**About this task:** Search the data for the word "dark" and copy every line where it occurs.

[Region pointing data]

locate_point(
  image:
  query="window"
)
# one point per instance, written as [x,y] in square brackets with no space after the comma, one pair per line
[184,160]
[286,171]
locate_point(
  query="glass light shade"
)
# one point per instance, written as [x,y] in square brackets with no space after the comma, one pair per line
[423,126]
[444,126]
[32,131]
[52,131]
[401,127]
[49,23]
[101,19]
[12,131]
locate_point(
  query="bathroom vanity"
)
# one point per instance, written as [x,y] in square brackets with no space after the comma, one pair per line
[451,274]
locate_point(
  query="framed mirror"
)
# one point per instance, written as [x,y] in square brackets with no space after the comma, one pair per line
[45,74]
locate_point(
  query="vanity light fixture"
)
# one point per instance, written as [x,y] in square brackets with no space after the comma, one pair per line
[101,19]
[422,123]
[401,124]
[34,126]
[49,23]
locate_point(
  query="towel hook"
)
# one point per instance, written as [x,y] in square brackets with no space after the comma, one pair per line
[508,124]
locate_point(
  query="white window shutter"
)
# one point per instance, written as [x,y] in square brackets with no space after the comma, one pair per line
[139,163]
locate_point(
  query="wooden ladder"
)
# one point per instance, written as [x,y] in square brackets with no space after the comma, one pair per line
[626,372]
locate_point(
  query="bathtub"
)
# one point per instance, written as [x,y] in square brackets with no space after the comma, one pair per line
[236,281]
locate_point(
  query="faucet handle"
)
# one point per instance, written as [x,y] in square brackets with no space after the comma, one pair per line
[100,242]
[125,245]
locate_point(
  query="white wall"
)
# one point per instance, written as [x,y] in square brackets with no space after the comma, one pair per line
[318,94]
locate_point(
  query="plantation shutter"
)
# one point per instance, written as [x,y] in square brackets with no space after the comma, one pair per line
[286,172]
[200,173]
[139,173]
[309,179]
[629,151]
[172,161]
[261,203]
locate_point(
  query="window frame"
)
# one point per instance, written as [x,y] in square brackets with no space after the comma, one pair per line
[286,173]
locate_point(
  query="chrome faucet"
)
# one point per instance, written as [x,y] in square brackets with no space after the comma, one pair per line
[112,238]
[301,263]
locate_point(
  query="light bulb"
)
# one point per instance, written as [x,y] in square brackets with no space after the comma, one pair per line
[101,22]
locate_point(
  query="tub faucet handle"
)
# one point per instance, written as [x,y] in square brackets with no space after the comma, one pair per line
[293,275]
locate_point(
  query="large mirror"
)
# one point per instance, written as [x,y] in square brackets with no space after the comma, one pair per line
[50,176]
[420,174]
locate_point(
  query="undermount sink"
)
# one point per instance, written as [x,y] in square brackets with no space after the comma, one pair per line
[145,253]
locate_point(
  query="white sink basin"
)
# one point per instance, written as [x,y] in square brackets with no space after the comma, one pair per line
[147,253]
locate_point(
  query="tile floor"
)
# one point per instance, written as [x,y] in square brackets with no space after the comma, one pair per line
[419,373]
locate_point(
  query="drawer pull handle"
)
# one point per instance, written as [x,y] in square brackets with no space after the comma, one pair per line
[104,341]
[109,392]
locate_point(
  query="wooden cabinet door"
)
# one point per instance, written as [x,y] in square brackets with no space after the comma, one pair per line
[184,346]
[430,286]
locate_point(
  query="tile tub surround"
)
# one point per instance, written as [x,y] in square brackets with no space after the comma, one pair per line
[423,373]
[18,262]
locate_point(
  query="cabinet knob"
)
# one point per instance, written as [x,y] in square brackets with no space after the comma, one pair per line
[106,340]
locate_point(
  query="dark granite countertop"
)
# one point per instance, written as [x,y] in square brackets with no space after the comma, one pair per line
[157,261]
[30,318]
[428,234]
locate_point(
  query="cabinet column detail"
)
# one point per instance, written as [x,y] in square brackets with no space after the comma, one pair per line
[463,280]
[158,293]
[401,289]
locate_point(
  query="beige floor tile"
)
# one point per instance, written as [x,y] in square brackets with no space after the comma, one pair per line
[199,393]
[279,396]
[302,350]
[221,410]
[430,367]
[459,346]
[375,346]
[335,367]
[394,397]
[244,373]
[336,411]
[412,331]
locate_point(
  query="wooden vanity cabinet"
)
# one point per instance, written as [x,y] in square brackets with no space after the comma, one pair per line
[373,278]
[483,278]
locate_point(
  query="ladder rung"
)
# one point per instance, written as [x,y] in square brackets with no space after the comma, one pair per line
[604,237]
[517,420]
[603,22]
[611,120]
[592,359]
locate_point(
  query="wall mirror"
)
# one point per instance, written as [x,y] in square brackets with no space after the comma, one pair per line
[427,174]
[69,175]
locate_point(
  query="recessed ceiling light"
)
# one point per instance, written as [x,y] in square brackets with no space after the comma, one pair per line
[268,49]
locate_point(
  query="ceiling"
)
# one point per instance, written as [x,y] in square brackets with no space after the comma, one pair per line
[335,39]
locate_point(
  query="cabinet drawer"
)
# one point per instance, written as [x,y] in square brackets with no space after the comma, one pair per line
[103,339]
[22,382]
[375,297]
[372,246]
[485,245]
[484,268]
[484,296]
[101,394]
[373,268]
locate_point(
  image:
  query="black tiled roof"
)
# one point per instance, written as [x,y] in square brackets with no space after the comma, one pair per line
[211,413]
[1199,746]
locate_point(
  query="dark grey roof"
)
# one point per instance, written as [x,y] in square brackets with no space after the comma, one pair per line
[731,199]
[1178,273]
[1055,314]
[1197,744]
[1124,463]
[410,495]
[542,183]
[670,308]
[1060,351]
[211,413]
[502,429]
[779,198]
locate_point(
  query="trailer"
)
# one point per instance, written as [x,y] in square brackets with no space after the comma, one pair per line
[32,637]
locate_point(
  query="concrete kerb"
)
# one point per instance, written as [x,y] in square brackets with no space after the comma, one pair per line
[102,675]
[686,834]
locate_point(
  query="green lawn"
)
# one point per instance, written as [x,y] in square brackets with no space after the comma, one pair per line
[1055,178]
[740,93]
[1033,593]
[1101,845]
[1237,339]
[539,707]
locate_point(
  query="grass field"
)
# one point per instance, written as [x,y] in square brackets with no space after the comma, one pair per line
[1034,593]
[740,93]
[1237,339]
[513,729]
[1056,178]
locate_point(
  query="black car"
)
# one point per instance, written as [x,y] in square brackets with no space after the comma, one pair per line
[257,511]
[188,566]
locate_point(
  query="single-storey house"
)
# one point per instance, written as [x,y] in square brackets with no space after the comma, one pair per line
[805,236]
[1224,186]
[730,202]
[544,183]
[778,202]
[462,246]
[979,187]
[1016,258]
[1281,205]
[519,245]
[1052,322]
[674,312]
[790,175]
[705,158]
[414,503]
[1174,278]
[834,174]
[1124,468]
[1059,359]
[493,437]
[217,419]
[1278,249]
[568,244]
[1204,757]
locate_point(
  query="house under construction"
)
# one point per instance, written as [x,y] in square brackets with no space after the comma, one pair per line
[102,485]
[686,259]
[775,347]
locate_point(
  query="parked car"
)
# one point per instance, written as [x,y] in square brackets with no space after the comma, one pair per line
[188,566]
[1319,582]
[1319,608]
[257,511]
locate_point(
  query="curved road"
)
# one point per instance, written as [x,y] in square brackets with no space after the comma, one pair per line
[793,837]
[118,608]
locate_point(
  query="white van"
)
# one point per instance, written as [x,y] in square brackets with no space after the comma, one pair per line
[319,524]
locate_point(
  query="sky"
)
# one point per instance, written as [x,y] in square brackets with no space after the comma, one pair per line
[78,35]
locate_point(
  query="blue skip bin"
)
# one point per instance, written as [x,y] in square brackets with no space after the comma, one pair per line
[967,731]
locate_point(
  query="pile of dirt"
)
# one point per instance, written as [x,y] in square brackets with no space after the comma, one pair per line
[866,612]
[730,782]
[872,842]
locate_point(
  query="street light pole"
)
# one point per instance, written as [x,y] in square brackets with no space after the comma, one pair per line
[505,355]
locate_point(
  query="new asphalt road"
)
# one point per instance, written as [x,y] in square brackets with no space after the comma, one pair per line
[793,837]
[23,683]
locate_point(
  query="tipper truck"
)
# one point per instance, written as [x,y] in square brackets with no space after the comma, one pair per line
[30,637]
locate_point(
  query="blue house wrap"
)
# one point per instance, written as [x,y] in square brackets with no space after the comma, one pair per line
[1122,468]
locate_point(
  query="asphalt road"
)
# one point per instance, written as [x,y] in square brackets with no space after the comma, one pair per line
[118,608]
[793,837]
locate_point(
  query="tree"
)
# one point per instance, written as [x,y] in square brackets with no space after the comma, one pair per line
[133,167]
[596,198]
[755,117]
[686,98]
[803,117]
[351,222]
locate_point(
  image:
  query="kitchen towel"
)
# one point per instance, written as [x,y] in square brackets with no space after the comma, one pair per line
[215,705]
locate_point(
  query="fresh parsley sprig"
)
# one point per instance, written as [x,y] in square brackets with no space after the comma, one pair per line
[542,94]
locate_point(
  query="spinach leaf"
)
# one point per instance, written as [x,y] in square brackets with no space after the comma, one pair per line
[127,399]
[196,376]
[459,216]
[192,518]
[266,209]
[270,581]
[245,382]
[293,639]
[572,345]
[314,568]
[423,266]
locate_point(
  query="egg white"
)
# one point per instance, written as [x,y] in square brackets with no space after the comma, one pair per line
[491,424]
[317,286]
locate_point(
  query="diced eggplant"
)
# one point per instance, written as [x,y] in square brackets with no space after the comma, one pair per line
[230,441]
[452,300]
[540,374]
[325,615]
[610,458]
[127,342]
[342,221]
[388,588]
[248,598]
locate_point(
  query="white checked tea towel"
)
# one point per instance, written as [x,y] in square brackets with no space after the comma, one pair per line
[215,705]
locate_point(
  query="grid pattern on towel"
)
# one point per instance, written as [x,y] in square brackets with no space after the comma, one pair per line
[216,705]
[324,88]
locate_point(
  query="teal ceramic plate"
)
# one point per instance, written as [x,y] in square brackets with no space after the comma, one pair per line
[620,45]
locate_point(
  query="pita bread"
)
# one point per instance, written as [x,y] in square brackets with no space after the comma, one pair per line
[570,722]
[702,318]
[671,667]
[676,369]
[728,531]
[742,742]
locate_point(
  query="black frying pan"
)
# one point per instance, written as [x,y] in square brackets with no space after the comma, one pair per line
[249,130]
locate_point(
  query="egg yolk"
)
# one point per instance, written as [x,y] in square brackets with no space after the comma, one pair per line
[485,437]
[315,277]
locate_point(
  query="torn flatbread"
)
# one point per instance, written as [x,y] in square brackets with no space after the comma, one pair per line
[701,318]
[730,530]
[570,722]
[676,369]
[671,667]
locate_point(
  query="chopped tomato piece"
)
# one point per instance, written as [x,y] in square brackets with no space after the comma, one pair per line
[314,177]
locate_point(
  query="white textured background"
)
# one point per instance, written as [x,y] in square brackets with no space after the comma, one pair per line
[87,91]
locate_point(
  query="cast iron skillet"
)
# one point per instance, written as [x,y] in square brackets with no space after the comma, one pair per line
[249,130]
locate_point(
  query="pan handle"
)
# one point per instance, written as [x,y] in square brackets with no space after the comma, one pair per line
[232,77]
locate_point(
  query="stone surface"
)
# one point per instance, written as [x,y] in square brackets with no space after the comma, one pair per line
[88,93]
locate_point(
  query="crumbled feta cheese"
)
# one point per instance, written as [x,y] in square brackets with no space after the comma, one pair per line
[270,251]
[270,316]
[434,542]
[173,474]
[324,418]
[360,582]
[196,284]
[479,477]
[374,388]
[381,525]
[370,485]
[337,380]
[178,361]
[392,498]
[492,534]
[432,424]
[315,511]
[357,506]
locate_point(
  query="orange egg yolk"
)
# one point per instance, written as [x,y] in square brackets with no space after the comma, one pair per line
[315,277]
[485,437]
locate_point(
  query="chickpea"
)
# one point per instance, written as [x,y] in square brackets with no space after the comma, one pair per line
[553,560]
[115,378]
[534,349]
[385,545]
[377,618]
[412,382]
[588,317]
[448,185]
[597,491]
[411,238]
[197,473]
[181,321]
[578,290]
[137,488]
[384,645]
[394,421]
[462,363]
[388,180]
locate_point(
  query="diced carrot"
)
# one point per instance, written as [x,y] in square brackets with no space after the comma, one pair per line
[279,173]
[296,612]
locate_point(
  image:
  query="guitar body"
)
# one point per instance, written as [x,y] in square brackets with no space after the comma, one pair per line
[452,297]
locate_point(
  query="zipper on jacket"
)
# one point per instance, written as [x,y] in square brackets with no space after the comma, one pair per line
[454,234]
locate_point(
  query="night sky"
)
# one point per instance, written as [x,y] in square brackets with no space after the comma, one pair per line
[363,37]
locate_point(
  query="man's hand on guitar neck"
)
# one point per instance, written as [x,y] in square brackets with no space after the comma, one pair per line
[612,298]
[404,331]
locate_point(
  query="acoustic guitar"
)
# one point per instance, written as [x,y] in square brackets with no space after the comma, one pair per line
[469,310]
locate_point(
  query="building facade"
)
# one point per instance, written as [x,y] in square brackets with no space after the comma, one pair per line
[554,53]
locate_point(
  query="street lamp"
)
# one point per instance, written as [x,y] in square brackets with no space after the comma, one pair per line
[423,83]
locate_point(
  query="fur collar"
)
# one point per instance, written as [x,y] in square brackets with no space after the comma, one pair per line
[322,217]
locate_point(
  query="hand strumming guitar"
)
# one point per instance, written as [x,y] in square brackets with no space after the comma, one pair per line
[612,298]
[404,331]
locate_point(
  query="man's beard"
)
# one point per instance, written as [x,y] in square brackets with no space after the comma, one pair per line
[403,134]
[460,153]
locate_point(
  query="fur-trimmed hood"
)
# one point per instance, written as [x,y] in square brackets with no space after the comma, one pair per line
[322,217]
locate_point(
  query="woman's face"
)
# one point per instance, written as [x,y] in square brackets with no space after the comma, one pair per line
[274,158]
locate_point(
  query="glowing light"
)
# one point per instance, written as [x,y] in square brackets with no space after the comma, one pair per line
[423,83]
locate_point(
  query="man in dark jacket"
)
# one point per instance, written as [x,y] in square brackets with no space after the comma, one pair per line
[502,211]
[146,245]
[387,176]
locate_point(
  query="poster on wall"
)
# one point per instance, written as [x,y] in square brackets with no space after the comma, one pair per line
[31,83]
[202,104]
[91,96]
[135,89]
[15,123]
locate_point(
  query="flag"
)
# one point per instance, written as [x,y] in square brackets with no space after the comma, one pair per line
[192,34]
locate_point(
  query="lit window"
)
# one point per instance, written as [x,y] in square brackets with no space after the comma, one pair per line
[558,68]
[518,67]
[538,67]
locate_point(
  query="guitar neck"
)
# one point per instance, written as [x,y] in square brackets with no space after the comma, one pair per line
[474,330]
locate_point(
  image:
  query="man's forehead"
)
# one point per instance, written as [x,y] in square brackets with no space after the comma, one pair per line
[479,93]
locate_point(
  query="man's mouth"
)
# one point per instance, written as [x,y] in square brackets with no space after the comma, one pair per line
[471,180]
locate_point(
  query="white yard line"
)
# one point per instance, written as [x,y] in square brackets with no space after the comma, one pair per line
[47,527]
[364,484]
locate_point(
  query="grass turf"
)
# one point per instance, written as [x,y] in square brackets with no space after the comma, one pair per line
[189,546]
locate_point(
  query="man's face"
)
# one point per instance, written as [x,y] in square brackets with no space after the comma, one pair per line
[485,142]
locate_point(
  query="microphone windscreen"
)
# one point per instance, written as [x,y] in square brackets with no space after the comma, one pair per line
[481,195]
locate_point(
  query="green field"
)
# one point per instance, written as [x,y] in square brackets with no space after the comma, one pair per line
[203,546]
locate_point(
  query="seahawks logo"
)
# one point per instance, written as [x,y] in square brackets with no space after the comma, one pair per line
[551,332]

**Answer:**
  query="dark granite countertop"
  query="dark grey roof"
  query="man in dark jacket"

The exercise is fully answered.